#### Provided records

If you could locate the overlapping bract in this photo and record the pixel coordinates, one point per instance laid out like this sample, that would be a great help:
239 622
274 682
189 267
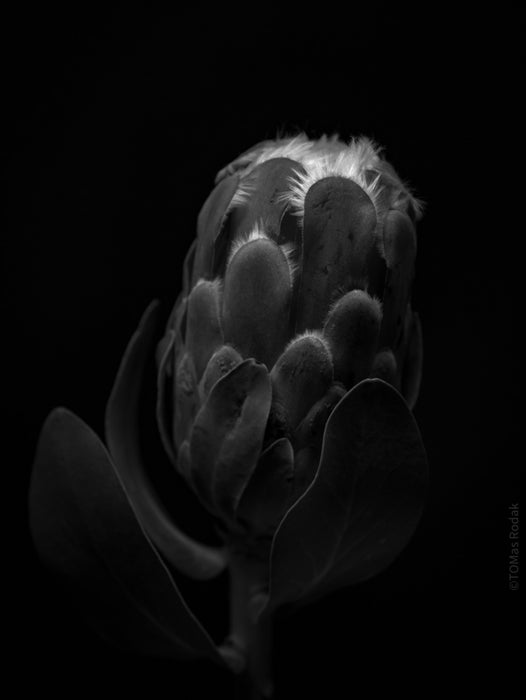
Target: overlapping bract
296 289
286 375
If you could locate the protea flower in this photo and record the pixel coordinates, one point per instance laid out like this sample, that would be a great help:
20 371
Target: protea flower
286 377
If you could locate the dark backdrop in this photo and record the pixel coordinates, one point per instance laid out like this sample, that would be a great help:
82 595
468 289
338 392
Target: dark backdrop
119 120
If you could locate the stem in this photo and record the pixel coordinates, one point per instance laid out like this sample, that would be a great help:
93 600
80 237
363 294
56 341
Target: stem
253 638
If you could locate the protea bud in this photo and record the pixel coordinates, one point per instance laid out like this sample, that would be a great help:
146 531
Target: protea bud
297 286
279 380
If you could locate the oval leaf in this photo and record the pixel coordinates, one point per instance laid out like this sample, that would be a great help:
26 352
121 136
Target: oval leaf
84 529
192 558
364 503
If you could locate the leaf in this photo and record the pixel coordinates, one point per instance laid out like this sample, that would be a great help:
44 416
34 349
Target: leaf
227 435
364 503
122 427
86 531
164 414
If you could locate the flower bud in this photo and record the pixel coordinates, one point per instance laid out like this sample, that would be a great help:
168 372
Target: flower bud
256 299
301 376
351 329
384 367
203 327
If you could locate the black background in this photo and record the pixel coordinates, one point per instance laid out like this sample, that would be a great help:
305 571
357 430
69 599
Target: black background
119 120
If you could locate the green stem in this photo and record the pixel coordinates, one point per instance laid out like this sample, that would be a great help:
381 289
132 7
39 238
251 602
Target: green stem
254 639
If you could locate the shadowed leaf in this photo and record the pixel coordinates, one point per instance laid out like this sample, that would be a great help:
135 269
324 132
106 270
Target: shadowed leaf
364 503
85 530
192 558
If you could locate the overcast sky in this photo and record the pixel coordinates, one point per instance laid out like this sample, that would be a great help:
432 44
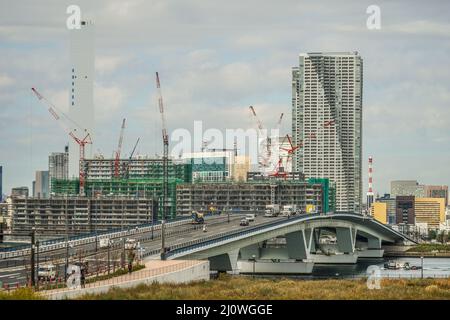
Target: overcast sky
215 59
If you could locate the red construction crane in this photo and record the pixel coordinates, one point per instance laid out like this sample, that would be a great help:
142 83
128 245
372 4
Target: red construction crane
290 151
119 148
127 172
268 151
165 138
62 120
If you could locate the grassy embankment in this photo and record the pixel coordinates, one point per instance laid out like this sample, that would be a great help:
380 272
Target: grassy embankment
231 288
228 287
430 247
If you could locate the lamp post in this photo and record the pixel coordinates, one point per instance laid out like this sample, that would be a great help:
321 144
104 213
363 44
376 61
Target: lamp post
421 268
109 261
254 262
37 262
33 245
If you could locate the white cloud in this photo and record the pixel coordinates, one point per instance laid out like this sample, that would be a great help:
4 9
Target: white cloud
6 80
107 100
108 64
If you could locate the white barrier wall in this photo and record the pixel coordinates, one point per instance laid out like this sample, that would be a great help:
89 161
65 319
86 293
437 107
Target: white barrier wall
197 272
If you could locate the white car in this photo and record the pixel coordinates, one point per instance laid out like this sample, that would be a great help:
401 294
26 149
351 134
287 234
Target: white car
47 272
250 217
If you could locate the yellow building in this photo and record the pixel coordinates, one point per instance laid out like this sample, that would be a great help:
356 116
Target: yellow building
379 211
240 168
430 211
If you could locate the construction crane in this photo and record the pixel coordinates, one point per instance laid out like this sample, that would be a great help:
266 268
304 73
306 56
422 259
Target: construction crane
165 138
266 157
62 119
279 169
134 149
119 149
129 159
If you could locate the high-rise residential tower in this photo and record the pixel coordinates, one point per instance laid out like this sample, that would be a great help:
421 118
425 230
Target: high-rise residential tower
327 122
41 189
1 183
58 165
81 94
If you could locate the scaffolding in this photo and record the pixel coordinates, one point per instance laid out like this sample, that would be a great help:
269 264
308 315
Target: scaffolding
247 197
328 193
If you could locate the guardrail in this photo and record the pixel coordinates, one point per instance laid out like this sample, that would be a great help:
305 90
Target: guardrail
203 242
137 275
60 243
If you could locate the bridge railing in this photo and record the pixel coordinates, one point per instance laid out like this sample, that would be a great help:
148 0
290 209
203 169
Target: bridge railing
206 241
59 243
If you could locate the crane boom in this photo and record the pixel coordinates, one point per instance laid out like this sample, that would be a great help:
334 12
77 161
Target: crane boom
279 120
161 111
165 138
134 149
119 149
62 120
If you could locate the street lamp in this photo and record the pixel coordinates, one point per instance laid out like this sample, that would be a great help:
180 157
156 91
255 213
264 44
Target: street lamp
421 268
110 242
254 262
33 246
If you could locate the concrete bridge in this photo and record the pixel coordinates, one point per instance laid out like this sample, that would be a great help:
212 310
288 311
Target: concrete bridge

########

▸ **Task objective**:
Write out the entries above in full and exactly; no pictures.

▸ **Result of this exercise**:
If you could locate the overlapping bract in this photo and record the pixel coordinates, one point per instance laid out like this sample, that would be a great help:
239 622
274 682
189 267
Target: overlapping bract
296 289
286 375
If you could locate the protea flower in this photo and record the pixel coordinates, one point per instance laid out like this sample, that would be a great help:
20 371
Target: protea flower
286 377
If you could locate the dark backdrop in this photo and record the pixel coordinates, one point per instance laid out like this sample, that would be a great help:
82 595
468 289
338 392
Target: dark backdrop
119 120
If you could locate the stem in this photo and record the pixel coordinates, one point per instance laid out like this sample, that would be a great help:
93 600
80 237
363 294
56 341
Target: stem
253 638
If you could locate the protea bud in this photo and record the pixel coordinates, one point per instance laid out like this sample, that would be a great help:
146 531
Target: protea bud
297 286
279 380
If you could locate the oval leaf in this photo and record the pixel coordinates, one point per instance laid out like this sample, that would be a great help:
26 352
121 136
Target: oval leaf
84 529
192 558
364 503
If you could locate the leaf in this photo and record the pixel coordinates, one point per instance laid out like this sample, that would be a great help:
44 416
34 349
Target: leaf
227 435
364 503
122 427
86 531
164 414
If you could locate the flower bud in this photo and record the pixel coordinates, one point per instance laid out like this sample, that would be a great help:
168 372
Target: flower bud
256 299
301 376
351 329
384 367
203 327
If you could locate the black background in this photo and record the pixel coordinates, one point per instance laid out like this sample, that would be a great help:
305 571
357 430
69 599
Target: black background
119 120
If you could locate the green stem in this photo and record the pixel coordinates, one point per instance laid out like this sample, that would be a great help:
381 289
132 7
39 238
251 602
Target: green stem
254 639
If you could locate the shadowed leaf in this photo and record the pixel coordinates, one point per instance laid out like this sample, that would be a great help:
135 269
324 132
106 270
Target: shadowed leaf
364 503
85 530
192 558
If you could locate the overcast sky in this photo and record the pixel coordinates, one point per instance laid out like this sample, that would be a great help:
432 44
Target: overcast sky
215 59
If you could locate the red construction crane in this photo and record the pixel coordinates, one point per instance laid out like this sample, that would be a great help:
142 83
128 245
372 4
Target: red construction crane
290 151
119 148
127 172
268 151
165 138
62 120
If you could locate the grassy embankment in this photo and record the pixel coordinates, one point per instance laid out like this sample, that would be a great help:
380 272
Target: grassy embankment
231 288
228 287
430 247
If you could locate the lamp post in this photo and record the pixel coordinates, one point per instance laid out like this sample, that would be a great help:
321 144
104 213
363 44
376 61
Target: lamp post
421 268
109 261
254 262
37 262
33 245
If you could locate the white cloud in this photo and record the pixel coordinates, one point per instance laid out like this sample, that would be a great help:
4 9
Target: white cloud
6 80
107 100
108 64
If you could locate the white barrier wall in this photo and record the pixel coordinates, one point per instance laid out like this sample, that would be a great help:
89 161
65 319
86 293
437 107
Target: white barrier wall
197 272
If you could locate the white car in this photo and record the pixel coordinates, one point per instance laid out like this sample, that would be a great help:
401 294
26 149
351 134
287 234
Target: white car
47 272
250 217
If you could locate the yellow building in this photo and record the pixel coordinates, one point per instance laid out like this sample, that would be a great help:
356 116
Target: yellow building
379 211
240 168
430 211
If you could locate the construction crane in this photo and record the pixel coordinates, one point per instance laid out like this sample, that would be a great help:
266 268
304 73
306 56
422 259
Target: construction crane
165 138
266 157
62 119
279 169
134 149
119 149
129 159
If you could locate the high-rise residential tower in this photo and record the pixel coordinates, one point per instance laid out like this sample, that would be a great help:
421 118
425 230
Target: high-rise residential tower
327 122
41 189
1 183
58 165
81 94
If you could locate the scaffolding in this photo and record the pixel coordinates, one point per instance laid out like this sample, that would be a great help:
269 264
308 315
Target: scaffolding
247 197
328 193
If you could locate the guardrail in this photo and record the pixel coordinates, one point per instance laid out like this sample, that would be a great help:
305 90
Target: guardrail
203 242
137 275
60 243
If you could locate the bridge railing in this photo and record the pixel coordinates, one point per instance laid out like this sample, that would be a great help:
148 0
290 209
203 169
Target: bridge railing
206 241
59 243
If you could locate the crane boom in this photo and record the pixel coordinates, one point per instance laid out like this sample, that would be a great help:
334 12
77 161
Target: crane boom
279 120
161 111
165 138
134 149
119 149
62 120
If you could locate the street lamp in this photo and record the pixel coordinates, one point per instance laid out like this sample, that would be a great help:
180 157
156 91
255 213
264 44
Target: street lamp
421 268
110 242
254 262
33 246
If you could locate the concrete bridge in this photo and record the pixel coordinates, one point per instance laid out like this sample, that would be a great help:
212 310
288 311
Target: concrete bridge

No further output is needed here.